Internasional, gemasulawesi – Saat ini, Hamas dan Israel sedang menjalani masa gencatan senjata untuk 4 hari di Palestina setelah perang yang dimulai di tanggal 7 Oktober 2023 lalu.
Diketahui jika konflik antara Palestina dan Israel ini telah berlangsung selama bertahun-tahun lamanya tanpa solusi damai yang terjadi hingga sekarang.
Disebutkan selama 3 dekade ini, negara-negara barat dan komunitas internasional memandang gagasan 2 negara sebagai solusi perdamaian di Timur Tengah.
2 negara yang dimaksudkan itu adalah negara Israel dan negara Palestina.
Bahkan setelah agresi terbaru Israel ini, banyak yang mempercayai jika gagasan 2 negara itu masih merupakan menjadi satu-satunya jalan untuk ke depannya.
Lebih dari 14.000 jiwa tewas yang berasal dari rakyat Palestina dan banyak yang dinyatakan hilang.
Jumlah itu sendiri bukan merupakan angka yang pasti karena diperkirakan masih banyak yang terkubur di bawah reruntuhan bangunan.

> DATA TERSEDIA:

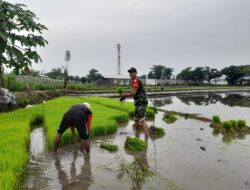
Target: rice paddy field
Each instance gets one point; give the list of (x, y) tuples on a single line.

> TUJUAN A: Menurut teks tentang konflik Palestina dan Israel, sudah berapa lama negara-negara barat dan komunitas internasional memandang gagasan dua negara sebagai solusi perdamaian di Timur Tengah?
> TUJUAN B: Tulis ulang dengan lebih ringkas paragraf dalam teks tentang konflik Palestina dan Israel yang diawali "Saat ini, Hamas dan Israel", tetapi pertahankan fakta utamanya.
> TUJUAN C: Lanjutkan teks tentang konflik Palestina dan Israel mulai dari kalimat terakhirnya.

> JAWABAN YANG DIHARAPKAN A: Selama tiga dekade.

> JAWABAN YANG DIHARAPKAN B: Hamas dan Israel kini berada dalam gencatan senjata empat hari di Palestina setelah perang yang pecah pada 7 Oktober 2023.

> JAWABAN YANG DIHARAPKAN C:
Ilmuwan politik dari Universitas Tel Aviv, Urief Abulof, meyakini banyaknya korban yang jatuh di kedua belah pihak tidak akan membuat perdamaian menjadi mustahil.
Dia menyatakan jika solusi 2 negara masih mungkin terjadi dan mungkin lebih dari sebelumnya.
Dia menegaskan karena ada potensi untuk kedua belah pihak memahami jika Palestina dan Israel ingin hidup berdampingan tanpa adanya pemimpin radikal.
Pakar lainnya, Hussein Ibish yang berasal dari Arab Gulf States Institute, juga mengakui dia mempercayai jika solusi permanen terhadap konflik yang telah berlangsung selama beberapa dekade ini hanya dimungkinkan dengan model 2 negara.
Dia juga menjelaskan jika hal itu harus dilakukan secara bertahap dan juga memiliki syarat khusus.
Namun, ada juga pakar lain yang merasa skeptis, seperti misalnya Omer Bartov yang merupakan seorang profesor studi holocaust dan genosida di Brown University, yang menggambarkan solusi 2 negara seperti pepatah.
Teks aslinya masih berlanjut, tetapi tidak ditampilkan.